# PROBLEM DETAILS
Copy the lines below word for word, with no changes.

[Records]
/---
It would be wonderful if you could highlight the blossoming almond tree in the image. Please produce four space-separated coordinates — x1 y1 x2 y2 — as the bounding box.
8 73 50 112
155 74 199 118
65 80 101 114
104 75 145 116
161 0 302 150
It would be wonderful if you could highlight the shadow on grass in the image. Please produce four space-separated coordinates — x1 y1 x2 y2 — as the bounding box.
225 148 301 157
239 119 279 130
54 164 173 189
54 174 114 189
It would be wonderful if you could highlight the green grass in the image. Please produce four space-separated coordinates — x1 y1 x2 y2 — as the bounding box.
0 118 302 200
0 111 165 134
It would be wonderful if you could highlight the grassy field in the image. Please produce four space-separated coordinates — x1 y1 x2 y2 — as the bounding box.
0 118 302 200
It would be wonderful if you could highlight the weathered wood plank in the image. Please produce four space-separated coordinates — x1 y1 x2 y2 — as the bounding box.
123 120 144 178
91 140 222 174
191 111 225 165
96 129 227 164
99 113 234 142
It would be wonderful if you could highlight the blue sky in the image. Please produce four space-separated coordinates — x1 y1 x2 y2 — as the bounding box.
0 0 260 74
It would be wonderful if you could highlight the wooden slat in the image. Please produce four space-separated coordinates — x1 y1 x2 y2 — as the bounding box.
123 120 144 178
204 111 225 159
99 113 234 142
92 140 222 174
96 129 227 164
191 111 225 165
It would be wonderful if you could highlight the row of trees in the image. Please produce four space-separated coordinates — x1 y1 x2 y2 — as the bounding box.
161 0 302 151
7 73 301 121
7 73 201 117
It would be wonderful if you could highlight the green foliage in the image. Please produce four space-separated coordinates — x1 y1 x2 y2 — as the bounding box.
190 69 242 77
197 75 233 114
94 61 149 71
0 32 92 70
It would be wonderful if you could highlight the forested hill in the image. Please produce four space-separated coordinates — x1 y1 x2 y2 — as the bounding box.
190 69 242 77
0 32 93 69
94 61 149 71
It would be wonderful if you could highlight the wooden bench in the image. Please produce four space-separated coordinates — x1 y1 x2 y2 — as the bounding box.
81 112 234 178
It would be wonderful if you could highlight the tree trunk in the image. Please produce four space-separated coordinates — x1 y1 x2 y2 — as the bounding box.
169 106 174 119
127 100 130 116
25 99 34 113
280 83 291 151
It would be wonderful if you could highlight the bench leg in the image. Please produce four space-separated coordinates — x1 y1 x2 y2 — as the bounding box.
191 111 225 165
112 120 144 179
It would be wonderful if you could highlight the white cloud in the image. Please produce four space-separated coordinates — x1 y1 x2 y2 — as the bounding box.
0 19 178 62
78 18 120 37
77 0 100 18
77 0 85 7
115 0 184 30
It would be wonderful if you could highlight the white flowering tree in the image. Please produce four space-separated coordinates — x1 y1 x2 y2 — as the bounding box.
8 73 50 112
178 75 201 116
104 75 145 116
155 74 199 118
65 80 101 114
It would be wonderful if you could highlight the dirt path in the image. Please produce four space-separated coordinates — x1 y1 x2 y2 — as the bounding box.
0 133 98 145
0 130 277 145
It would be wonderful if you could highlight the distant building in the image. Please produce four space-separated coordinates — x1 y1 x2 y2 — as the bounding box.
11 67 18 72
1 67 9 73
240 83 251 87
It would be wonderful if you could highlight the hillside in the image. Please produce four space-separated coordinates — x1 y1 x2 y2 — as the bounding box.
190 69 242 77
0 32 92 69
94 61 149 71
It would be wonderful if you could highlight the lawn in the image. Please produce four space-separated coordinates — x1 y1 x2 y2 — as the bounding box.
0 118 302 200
\---
# THE REPLY
It would be wonderful if you could highlight the blossoming almond tree in the image. Please produce four space-separated coordinates — x1 y1 x2 y2 — as the bounding box.
8 73 50 112
155 74 199 118
65 80 101 114
104 75 145 116
161 0 302 150
It would be wonderful if you could highlight the shadow on grass in the image. Please produce four space-separated coordinates — x1 y1 x2 y2 — as the bounding box.
225 148 301 157
239 119 279 130
54 164 173 189
54 174 114 189
It would be wonderful if you could highlight the green grass in the image. Please produce four space-separated coordinates — x1 y1 x2 y2 — as the bounding box.
0 118 302 200
0 111 165 134
It would be wonderful if you could highlight the grassy field in the image. Please produce four space-separated coordinates — x1 y1 x2 y2 — as the bounding box.
0 118 302 200
It would be wonderful if you could highlight the weathered wood plank in the image. Please produce four space-separated coordinates — x1 y1 x2 y2 — as the bounding box.
123 120 144 178
91 140 222 174
191 111 225 165
96 129 227 164
99 113 234 142
It would be wonderful if you could highlight the blue sky in the image. Please produce four space-separated coordinates — x1 y1 x2 y2 — as the bounding box.
0 0 260 74
It would be wonderful if you could highlight the wooden slat in the image. Please produce four space-separated coordinates — x1 y1 x2 y2 — as the bounding box.
123 120 144 178
204 111 225 159
99 113 234 142
92 140 222 174
96 129 227 164
191 111 225 165
It would be wonderful if you could highlight the row of trees in the image. Please produce four space-separated coordinates — x1 y1 x2 y2 — as the bounding box.
161 0 302 151
7 73 301 121
7 73 201 117
It would be wonderful if you could highlight the green foliage in the image. Please produce four space-separated coordinates — x1 y1 x2 y2 — as the bounding box.
190 69 242 77
197 75 233 114
94 61 149 71
0 32 92 70
It would be wonderful if you could highlight the forested hill in the image. Please produce four space-separated coordinates — x1 y1 x2 y2 — as the bounding box.
190 69 242 77
0 32 93 69
94 61 149 71
It would be wonderful if you could highlight the wooden bench in the image. Please produce four space-separated coordinates — x1 y1 x2 y2 — as the bounding box.
81 112 234 178
It would be wonderful if you could highlight the tree trunk in the image. Please produce four space-separated coordinates — x1 y1 x2 y2 — as the bounding box.
169 106 174 119
127 100 130 116
25 99 34 113
280 83 291 151
It would be wonderful if you could highlight the bench leg in the image. Please produce four space-separated coordinates — x1 y1 x2 y2 — as the bounding box.
191 111 225 165
112 120 144 179
It would be wonderful if you could highlight the white cloud in the image. Please produce four space-separated coordinates — x1 y1 x2 y2 — as the bounding box.
0 19 178 62
78 18 120 37
77 0 100 18
77 0 85 7
115 0 184 30
It would be wonderful if you could highlight the white flowering tree in the image. Please produce four space-separated coordinates — x1 y1 x2 y2 — as the bounding box.
8 73 50 112
178 75 201 116
104 75 145 116
155 74 199 118
65 80 101 114
It would be wonderful if you could highlight the dirt path in the image. Please produce four space-separated coordinates — x1 y1 x2 y2 — as the bounding box.
0 133 98 145
0 130 277 145
It would be wonderful if you could highlight the distant building in the image. Please produce four space-separated coordinates — x1 y1 x2 y2 — as the bounding box.
11 67 18 72
1 67 9 73
240 83 251 87
It would be wonderful if you could highlight the hillside in the image. Please produce four space-separated coordinates — x1 y1 x2 y2 — as the bounding box.
190 69 242 77
0 32 92 69
94 61 149 71
It would be wonderful if you could highlight the lawn in the image. Please produce four space-separated coordinates — x1 y1 x2 y2 — as the bounding box.
0 118 302 200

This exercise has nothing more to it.